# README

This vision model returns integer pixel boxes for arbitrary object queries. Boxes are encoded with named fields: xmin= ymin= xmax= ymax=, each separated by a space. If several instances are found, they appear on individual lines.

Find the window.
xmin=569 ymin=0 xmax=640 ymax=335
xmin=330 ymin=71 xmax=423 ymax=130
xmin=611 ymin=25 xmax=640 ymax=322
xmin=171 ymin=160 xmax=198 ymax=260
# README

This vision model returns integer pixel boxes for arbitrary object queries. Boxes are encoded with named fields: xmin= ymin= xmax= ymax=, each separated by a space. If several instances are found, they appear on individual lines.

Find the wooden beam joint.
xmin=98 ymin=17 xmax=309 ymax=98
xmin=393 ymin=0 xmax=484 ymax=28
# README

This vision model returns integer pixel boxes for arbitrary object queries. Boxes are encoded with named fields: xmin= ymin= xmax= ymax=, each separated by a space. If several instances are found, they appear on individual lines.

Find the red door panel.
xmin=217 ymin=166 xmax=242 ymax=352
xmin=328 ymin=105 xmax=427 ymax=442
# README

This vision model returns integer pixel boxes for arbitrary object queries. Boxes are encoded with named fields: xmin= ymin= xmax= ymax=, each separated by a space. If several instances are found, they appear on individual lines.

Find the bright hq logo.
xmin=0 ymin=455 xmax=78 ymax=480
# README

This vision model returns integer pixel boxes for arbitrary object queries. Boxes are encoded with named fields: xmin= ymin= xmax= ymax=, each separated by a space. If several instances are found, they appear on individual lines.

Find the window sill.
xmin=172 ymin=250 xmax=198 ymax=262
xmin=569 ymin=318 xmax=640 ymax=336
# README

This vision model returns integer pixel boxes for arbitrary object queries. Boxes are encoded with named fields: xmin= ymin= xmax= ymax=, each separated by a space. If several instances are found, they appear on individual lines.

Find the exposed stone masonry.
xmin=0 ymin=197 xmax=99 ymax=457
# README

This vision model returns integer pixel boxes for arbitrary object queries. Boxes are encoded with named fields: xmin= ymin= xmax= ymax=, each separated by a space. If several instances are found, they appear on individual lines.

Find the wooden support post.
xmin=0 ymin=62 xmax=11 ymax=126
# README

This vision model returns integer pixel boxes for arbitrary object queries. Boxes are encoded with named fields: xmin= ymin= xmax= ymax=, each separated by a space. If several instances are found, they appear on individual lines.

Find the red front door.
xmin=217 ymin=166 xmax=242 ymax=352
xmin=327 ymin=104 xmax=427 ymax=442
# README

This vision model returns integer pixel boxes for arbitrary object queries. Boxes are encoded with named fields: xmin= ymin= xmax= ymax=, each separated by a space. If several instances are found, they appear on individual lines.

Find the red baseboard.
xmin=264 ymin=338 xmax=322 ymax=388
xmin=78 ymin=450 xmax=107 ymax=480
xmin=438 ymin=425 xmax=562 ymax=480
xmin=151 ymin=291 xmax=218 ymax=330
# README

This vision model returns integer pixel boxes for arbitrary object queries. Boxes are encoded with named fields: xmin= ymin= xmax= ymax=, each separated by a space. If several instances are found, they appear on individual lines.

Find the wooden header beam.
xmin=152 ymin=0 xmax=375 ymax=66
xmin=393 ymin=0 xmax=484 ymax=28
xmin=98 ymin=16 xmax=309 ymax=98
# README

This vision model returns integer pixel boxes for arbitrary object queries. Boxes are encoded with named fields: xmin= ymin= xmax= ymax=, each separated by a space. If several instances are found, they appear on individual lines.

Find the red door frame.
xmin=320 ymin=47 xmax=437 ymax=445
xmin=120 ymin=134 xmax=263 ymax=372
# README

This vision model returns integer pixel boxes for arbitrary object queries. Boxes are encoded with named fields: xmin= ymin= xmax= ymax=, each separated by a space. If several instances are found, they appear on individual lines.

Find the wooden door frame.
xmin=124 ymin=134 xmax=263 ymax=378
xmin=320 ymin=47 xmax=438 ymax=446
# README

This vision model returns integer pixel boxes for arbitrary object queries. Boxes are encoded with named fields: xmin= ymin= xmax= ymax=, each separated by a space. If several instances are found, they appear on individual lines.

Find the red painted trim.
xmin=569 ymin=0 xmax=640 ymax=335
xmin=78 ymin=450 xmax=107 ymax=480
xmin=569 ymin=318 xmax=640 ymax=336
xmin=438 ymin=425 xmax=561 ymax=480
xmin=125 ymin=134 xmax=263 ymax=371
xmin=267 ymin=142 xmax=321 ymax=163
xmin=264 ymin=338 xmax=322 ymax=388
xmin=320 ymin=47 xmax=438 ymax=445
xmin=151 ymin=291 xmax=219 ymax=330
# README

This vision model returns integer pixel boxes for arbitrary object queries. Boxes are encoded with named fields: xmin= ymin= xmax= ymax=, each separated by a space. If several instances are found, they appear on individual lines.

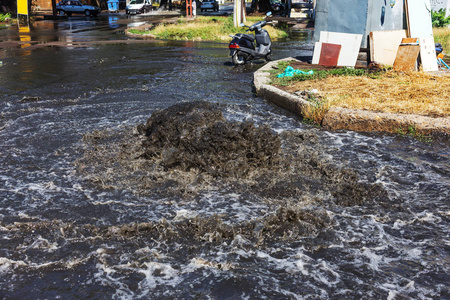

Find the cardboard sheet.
xmin=319 ymin=31 xmax=362 ymax=67
xmin=394 ymin=44 xmax=420 ymax=71
xmin=319 ymin=43 xmax=342 ymax=67
xmin=369 ymin=30 xmax=407 ymax=66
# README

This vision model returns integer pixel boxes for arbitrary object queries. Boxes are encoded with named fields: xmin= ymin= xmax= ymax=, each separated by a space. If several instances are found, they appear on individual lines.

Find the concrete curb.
xmin=253 ymin=57 xmax=450 ymax=135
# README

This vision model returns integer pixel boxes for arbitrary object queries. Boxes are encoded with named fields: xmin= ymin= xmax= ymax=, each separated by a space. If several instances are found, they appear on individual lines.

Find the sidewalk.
xmin=254 ymin=57 xmax=450 ymax=135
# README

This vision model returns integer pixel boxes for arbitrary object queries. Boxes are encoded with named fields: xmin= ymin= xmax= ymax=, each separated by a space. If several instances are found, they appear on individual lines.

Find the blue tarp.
xmin=277 ymin=66 xmax=314 ymax=78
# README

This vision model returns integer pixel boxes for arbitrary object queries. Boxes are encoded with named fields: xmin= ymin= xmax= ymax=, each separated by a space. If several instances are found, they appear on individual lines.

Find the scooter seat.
xmin=236 ymin=33 xmax=255 ymax=42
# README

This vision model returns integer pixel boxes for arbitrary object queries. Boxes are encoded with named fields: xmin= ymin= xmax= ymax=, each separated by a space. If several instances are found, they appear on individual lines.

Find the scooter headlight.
xmin=228 ymin=43 xmax=240 ymax=49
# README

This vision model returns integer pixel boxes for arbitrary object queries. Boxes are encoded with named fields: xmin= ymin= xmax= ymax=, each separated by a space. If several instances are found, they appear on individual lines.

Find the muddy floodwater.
xmin=0 ymin=13 xmax=450 ymax=299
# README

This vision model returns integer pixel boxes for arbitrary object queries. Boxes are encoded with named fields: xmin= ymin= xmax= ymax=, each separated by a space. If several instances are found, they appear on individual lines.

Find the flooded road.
xmin=0 ymin=16 xmax=450 ymax=299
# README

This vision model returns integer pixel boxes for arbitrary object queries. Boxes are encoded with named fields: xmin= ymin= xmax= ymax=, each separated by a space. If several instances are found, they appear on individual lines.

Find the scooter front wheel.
xmin=231 ymin=51 xmax=246 ymax=66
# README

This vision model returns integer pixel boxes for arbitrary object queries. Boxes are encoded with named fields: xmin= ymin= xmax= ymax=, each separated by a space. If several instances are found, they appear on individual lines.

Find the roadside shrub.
xmin=431 ymin=8 xmax=450 ymax=27
xmin=0 ymin=13 xmax=11 ymax=22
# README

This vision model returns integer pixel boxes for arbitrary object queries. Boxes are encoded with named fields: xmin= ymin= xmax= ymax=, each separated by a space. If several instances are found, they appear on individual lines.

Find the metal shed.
xmin=314 ymin=0 xmax=407 ymax=48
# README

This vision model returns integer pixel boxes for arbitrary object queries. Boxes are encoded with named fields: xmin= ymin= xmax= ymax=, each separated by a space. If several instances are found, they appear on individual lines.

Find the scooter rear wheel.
xmin=231 ymin=51 xmax=247 ymax=66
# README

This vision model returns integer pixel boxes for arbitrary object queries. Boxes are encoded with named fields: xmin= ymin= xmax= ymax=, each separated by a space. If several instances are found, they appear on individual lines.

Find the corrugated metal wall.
xmin=314 ymin=0 xmax=406 ymax=47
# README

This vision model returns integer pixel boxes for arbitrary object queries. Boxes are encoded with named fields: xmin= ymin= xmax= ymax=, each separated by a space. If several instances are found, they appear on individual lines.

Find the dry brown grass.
xmin=288 ymin=71 xmax=450 ymax=117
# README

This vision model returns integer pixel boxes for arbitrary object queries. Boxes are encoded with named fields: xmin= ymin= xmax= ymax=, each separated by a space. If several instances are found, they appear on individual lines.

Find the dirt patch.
xmin=77 ymin=102 xmax=385 ymax=206
xmin=138 ymin=102 xmax=281 ymax=177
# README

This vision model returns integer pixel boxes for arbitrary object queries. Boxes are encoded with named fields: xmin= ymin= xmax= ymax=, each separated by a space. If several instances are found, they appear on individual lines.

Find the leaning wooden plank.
xmin=419 ymin=36 xmax=439 ymax=72
xmin=320 ymin=31 xmax=362 ymax=67
xmin=369 ymin=30 xmax=406 ymax=66
xmin=394 ymin=45 xmax=420 ymax=71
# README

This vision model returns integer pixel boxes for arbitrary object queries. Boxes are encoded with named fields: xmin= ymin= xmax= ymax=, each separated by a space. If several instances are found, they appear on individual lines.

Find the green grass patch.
xmin=128 ymin=29 xmax=150 ymax=35
xmin=150 ymin=16 xmax=287 ymax=42
xmin=396 ymin=125 xmax=433 ymax=143
xmin=270 ymin=61 xmax=382 ymax=86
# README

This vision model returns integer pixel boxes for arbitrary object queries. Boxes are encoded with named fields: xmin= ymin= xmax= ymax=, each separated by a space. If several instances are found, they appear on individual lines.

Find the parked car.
xmin=56 ymin=0 xmax=101 ymax=17
xmin=125 ymin=0 xmax=152 ymax=15
xmin=200 ymin=0 xmax=219 ymax=11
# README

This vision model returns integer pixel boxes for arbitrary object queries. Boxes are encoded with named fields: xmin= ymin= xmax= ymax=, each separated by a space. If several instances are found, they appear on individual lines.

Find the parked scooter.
xmin=228 ymin=12 xmax=272 ymax=66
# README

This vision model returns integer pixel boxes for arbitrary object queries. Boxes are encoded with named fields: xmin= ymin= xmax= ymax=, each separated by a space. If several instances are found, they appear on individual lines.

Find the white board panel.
xmin=370 ymin=30 xmax=406 ymax=66
xmin=406 ymin=0 xmax=433 ymax=38
xmin=311 ymin=42 xmax=322 ymax=65
xmin=319 ymin=31 xmax=362 ymax=67
xmin=419 ymin=37 xmax=438 ymax=72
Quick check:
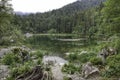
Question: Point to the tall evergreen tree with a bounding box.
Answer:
[103,0,120,33]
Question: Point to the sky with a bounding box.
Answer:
[11,0,76,13]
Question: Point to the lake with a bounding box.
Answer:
[26,34,85,53]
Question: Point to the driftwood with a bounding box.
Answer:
[15,66,43,80]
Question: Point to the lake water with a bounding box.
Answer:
[26,35,84,53]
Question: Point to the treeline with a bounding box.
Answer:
[13,0,104,33]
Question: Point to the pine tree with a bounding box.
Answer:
[103,0,120,34]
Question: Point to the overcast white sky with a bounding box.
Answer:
[12,0,76,12]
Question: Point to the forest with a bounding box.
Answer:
[0,0,120,80]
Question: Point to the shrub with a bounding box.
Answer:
[79,53,96,63]
[68,54,78,62]
[2,53,20,65]
[102,54,120,78]
[90,57,103,65]
[11,64,31,78]
[35,51,43,58]
[37,58,42,65]
[62,63,81,74]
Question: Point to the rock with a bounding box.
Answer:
[82,62,99,78]
[98,47,117,63]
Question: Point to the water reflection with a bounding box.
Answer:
[26,35,83,53]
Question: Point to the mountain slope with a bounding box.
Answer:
[13,0,105,33]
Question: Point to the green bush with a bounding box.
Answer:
[79,53,96,63]
[90,57,103,65]
[68,54,78,62]
[10,64,31,78]
[62,63,81,74]
[34,51,44,58]
[2,53,21,65]
[37,58,42,65]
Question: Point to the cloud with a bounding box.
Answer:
[12,0,76,12]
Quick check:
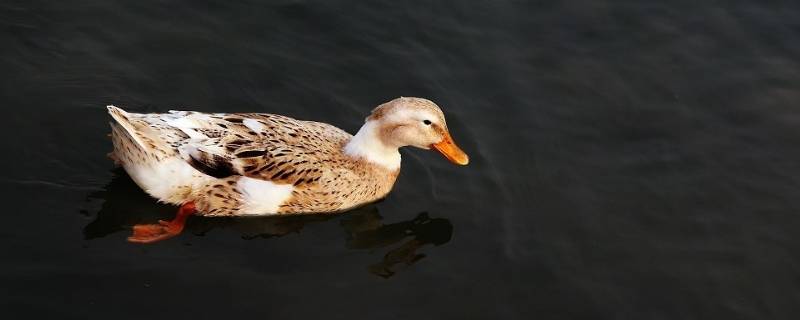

::::::::

- [Requirement]: Render the lines of the records, starting at the line that contains "Question: Point to the water" and ending at the line that contains "[13,0,105,33]", as a Markdown table with a Row column numbering each line from 1 and a Line column holding the line itself, leaving out any blank lines.

- [Result of this task]:
| Row | Line |
|---|---|
| 1 | Question: Point to the water reflection with a bounding box. |
| 2 | Answer: |
| 3 | [26,35,83,53] |
| 4 | Question: Point to the mountain slope with a bounding box. |
| 5 | Answer: |
| 6 | [13,0,105,33] |